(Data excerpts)
------------------------

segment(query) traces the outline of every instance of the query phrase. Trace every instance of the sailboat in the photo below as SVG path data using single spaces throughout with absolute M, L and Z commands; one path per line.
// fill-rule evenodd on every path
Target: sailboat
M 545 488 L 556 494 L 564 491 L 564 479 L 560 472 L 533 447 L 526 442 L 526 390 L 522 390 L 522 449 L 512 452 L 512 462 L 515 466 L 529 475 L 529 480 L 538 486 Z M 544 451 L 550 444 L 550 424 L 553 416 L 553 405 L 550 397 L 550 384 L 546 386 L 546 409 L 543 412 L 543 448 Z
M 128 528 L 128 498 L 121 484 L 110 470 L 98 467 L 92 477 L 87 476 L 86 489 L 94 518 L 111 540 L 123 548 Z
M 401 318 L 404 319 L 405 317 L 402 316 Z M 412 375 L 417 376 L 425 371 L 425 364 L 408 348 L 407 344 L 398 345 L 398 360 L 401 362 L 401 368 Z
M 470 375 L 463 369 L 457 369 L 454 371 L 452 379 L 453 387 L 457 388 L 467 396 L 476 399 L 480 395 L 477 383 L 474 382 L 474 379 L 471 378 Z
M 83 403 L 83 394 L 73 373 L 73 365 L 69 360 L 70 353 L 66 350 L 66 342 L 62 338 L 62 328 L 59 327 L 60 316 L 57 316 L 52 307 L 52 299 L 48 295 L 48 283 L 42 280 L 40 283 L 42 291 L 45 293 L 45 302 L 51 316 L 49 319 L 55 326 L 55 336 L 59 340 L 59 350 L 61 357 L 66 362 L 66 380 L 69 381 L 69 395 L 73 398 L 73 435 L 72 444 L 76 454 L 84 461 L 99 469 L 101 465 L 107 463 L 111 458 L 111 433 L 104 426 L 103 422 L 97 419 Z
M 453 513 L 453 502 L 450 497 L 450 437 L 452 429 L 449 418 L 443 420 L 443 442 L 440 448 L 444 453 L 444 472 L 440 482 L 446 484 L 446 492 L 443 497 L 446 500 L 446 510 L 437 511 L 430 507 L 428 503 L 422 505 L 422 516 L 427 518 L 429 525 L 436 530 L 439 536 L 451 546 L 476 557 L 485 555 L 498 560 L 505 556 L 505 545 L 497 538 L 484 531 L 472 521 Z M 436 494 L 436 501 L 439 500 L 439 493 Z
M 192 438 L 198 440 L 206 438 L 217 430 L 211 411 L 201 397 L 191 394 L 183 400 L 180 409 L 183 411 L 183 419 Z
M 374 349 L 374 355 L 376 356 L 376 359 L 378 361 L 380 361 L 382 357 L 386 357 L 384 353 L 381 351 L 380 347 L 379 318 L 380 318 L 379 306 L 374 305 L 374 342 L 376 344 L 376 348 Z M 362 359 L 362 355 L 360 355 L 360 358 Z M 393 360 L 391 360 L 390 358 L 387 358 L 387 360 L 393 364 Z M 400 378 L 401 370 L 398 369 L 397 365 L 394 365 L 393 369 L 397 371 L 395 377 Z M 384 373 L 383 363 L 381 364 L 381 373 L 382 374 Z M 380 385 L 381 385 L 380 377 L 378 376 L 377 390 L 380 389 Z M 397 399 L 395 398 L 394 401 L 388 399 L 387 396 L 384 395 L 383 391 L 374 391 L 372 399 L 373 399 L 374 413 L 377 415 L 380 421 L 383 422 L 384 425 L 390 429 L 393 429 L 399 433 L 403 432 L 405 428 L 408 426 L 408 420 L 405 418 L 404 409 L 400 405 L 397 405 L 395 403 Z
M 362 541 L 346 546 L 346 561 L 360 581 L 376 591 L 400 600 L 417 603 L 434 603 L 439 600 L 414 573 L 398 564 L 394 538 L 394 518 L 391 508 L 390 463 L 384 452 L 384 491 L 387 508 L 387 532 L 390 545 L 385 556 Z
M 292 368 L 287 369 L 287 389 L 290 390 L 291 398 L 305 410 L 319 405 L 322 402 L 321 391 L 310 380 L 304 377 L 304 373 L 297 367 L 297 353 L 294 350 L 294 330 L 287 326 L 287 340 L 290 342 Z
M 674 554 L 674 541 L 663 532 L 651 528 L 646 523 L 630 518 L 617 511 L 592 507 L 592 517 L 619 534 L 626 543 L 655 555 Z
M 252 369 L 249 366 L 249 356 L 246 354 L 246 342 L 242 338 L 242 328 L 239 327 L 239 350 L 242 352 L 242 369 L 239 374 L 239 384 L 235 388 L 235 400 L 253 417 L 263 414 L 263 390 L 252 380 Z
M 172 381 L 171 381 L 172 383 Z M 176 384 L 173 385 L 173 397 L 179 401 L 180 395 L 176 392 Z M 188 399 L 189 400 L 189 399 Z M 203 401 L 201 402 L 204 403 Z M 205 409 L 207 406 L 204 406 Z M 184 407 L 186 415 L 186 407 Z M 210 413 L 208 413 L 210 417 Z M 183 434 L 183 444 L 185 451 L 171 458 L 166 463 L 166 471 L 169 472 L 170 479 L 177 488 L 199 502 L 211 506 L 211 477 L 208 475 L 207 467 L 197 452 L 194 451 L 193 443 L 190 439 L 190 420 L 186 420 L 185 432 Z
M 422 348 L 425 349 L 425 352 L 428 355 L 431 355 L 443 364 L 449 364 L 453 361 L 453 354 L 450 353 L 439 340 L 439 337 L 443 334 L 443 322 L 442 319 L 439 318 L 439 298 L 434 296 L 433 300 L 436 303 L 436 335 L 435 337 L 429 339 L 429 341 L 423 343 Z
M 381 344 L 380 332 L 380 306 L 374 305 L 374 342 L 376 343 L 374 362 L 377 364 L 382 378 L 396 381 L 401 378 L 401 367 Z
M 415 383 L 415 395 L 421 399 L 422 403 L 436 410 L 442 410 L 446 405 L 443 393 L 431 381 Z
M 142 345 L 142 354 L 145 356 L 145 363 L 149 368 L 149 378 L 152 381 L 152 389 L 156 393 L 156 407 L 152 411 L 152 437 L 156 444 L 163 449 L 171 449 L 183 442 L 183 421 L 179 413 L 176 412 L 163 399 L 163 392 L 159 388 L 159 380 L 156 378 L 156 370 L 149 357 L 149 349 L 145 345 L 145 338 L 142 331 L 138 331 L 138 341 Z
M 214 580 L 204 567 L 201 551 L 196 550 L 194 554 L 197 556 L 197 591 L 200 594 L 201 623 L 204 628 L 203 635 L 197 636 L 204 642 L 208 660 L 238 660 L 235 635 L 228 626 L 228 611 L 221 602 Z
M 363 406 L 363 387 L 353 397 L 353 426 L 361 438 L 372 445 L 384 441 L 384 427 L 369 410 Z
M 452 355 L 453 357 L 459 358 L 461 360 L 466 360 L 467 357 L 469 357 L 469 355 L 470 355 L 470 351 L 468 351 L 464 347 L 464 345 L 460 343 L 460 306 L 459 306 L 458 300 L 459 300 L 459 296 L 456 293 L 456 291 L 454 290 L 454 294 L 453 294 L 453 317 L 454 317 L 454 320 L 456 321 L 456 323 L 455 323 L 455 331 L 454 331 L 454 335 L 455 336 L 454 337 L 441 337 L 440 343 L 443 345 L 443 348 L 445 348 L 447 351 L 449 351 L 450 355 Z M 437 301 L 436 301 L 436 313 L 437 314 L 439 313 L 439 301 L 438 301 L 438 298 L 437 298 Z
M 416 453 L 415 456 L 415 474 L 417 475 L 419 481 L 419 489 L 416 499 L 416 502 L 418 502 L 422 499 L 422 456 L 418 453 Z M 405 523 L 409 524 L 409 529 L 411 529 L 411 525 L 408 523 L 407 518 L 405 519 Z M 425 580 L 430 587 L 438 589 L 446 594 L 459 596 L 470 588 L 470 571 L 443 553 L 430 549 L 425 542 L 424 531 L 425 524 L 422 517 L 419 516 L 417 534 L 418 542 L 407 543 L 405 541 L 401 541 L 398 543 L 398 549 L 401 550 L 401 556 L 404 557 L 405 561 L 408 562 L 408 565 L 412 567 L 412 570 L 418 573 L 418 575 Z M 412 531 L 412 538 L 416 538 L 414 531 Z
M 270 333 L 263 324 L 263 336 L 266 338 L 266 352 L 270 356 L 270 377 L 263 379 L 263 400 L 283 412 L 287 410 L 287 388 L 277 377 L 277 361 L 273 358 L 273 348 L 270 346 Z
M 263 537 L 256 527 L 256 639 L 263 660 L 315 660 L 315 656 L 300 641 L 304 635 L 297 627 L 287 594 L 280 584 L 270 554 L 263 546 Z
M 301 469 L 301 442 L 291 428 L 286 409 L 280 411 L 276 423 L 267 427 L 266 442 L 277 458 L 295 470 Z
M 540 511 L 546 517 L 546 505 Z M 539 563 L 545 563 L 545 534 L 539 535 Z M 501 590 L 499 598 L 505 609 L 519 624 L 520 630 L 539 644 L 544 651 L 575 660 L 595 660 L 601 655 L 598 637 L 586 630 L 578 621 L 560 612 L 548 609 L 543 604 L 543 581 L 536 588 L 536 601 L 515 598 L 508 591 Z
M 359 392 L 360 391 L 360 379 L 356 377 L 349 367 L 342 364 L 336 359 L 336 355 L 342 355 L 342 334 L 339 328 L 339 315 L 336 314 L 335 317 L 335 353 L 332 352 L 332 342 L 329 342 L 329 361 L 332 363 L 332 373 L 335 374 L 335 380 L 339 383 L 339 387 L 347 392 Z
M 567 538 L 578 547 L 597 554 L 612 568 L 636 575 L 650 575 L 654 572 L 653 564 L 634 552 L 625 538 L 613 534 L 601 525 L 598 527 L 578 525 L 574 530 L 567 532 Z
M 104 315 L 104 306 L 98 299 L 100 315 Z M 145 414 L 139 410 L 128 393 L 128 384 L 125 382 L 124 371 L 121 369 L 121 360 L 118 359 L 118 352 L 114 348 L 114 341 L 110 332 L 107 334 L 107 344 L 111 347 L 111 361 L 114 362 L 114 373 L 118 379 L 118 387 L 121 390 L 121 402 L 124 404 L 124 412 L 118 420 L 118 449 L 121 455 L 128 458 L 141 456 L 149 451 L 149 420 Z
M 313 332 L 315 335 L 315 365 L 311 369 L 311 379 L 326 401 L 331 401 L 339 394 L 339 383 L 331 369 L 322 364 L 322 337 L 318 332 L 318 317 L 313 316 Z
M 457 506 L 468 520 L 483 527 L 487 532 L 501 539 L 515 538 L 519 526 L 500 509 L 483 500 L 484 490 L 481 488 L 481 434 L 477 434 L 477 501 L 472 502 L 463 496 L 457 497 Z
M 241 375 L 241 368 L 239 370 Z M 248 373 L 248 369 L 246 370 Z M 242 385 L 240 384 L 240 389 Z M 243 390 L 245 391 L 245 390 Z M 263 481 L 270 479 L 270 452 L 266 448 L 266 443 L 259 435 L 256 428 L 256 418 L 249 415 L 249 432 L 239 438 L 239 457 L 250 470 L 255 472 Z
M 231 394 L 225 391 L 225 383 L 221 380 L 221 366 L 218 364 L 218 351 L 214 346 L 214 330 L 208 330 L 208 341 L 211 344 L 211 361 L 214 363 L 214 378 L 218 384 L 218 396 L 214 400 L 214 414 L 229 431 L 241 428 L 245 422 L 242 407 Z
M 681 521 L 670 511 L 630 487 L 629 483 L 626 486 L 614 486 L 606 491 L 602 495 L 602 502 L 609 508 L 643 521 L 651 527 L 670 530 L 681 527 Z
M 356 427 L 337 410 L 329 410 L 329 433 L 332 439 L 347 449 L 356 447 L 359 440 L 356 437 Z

------------------------

-- What the task requires --
When you reach the line that contains "on every path", stop; output it and every line before it from the start of the data, exactly as written.

-- Answer space --
segment(query) traces the outline of every instance of the query phrase. Trace every instance of the sailboat in the photo below as SVG path data using single spaces throughout with absolute M, L and Z commands; one path per line.
// fill-rule evenodd on every path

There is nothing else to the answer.